**WORK REQUIRED**
Continue the court judgment on the appeals over revoking leave to sue, starting after its last sentence.

1. These are two appeals against the judgment of Rajagopalan J. disposing of two applications in two suits, C. S. Nos. 762 and 763 of 1948 on the original side of this court. The two applications Were heard together and disposed of by a common judgment. The applications were made by the common defendant in the two suits to revoke the leave granted to the plaintiff in each of the two suits under Clause 12 of the Letters Patent.
The defendant is a limited company engaged in the business of manufacture of sugar at its mills at Majhaulia in the Champaram District in Bihar State. The registered office of the company happens to be at Kanpur. The plaintiffs are dealers in sugar carrying on business at Madras. They placed orders with the defendant for certain bags of sugar. These orders were booked by one Purushotham Pai who is described in the concerned contracts as the sugar agent of the defendant. The contract forms relating to the suit contracts purport to be offers made by the plaintiffs for the purchase of sugar, and it is recited therein that the plaintiff would agree to sign formal contracts on receipt of the acceptance of the offers.
It is common ground that the offers were accepted by the defendant. The forms which were signed by the buyers wore also signed by the agent Pai and another for the mills and seller. The address of the mills is given as Majhaulia. In each of the two suits the plaintiff claimed damages for breach of the respective contract in his favour. Before instituting the suit, each of the plaintiffs obtained an ex parte order granting leave to sue the defendant (Appins. Nos. 3613 and 3614 of 19-18). The orders were obtained on the following allegations, viz., that the cause of action for the suite entirely arose at Madras where the contracts were entered into and concluded, where the payment under the contracts was made and where delivery was to be effected.
The defendant entered appearance in each of the two suits under Order 5, Rule 12 of the Original Side rules, i.e., it entered appearance under protest. The defendants also applied and obtained extension of time to file the written statement but before filing the written statement took out two applications out of which these appeals arise, praying 'inter alia' that the leave granted to the plaintiff in each of the two suite be revoked and the suits dismissed for want of jurisdiction and also for a stay of the suits under Section 34, Arbitration Act.

**DATA SEGMENT**
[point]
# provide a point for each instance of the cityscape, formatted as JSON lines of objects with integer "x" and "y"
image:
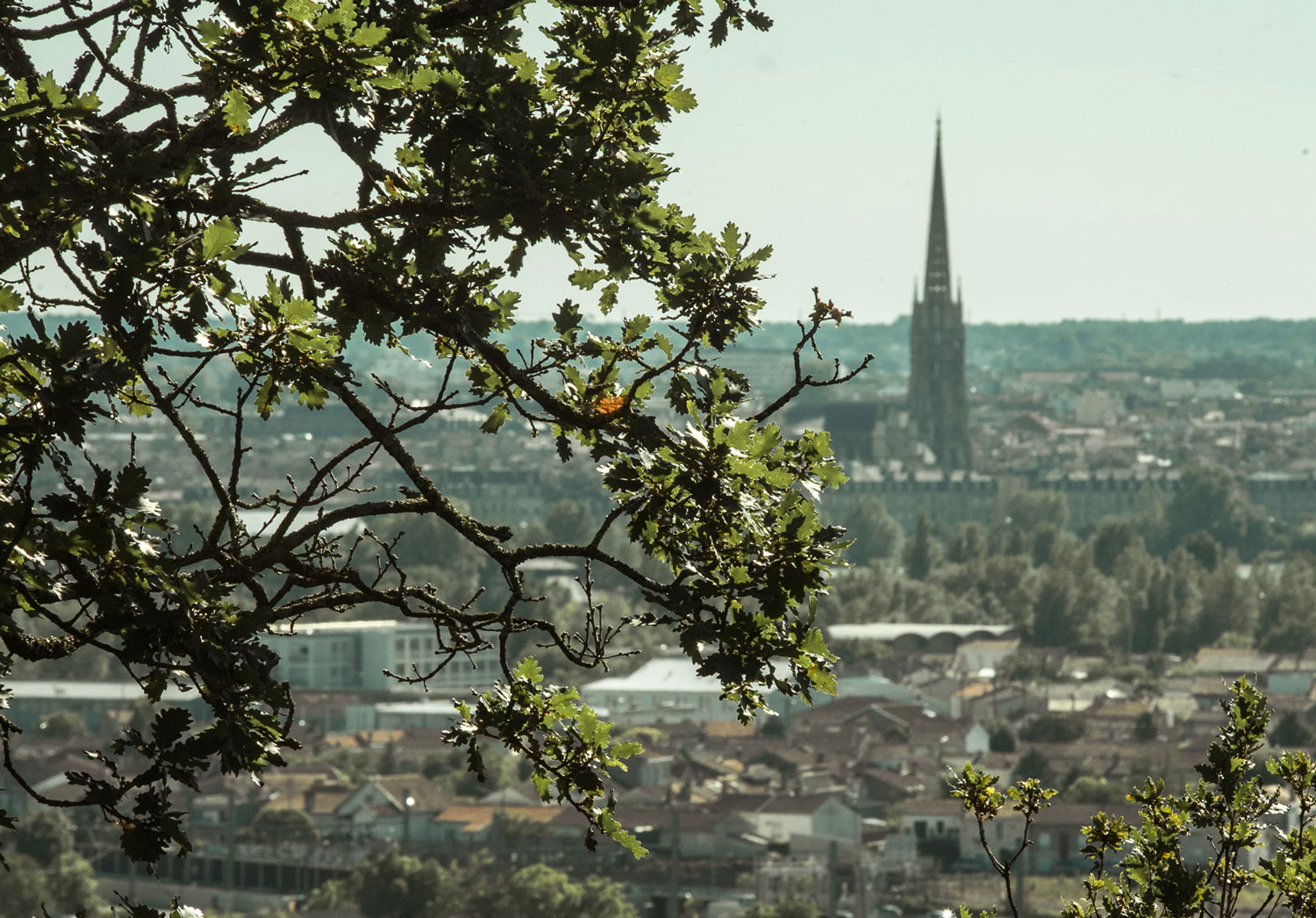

**RESULT**
2. The applications were entirely founded on the terms of Clause 8 in each of the two offer forms which runs thus:
"All disputes in respect of this contract shall be settled by arbitration failing which shall be settled in the court of the seller's jurisdiction where this contract shall be deemed to have been entered into."
The learned Judge granted the first prayer and revoked the leave granted to the two plaintiffs. He did not therefore deal with the next prayer.
3. Wo entirely agree with the learned Judge that Clause 8 not only provided for a determination of the place of the contract, but it also provided that a suit relating to the contract should be instituted in a particular court, viz., the Court of the seller's jurisdiction. It is obvious that under the general law the Madras Court would also have jurisdiction to entertain the suits. The parties must be deemed therefore to have had a choice of courts at the time when they entered into the contracts but they voluntarily agreed with each other that any suit relating to the contract shall be instituted only in the court of the seller's jurisdiction.
4. The main contention urged on behalf of the plaintiffs before Rajagopalan J. and before us was that Clause 8 was, illegal void and unenforceable because it fell within the scope of Section 28, Contract Act, which runs as follows :
"Every agreement, by which any party thereto is restricted absolutely from enforcing his rights under or in respect of any contract, by the usual legal proceedings in the ordinary tribunal, or which limits the time within which he may thus enforce his rights, is void to that extent."
5. There are two exceptions to the section which relate to agreements to refer disputes to arbitration. The contention is that Clause 8 in effect prevents the plaintiffs from instituting legal proceedings in a court which would have jurisdiction. Reliance was placed on the well known rule of law that parties cannot by agreement, oust the jurisdiction of any court; nor vest jurisdiction in a court otherwise not competent. There is an overwhelming preponderance of judicial opinion in this country on this point against the plaintiff's contention, though there are a few decisions sounding the other way.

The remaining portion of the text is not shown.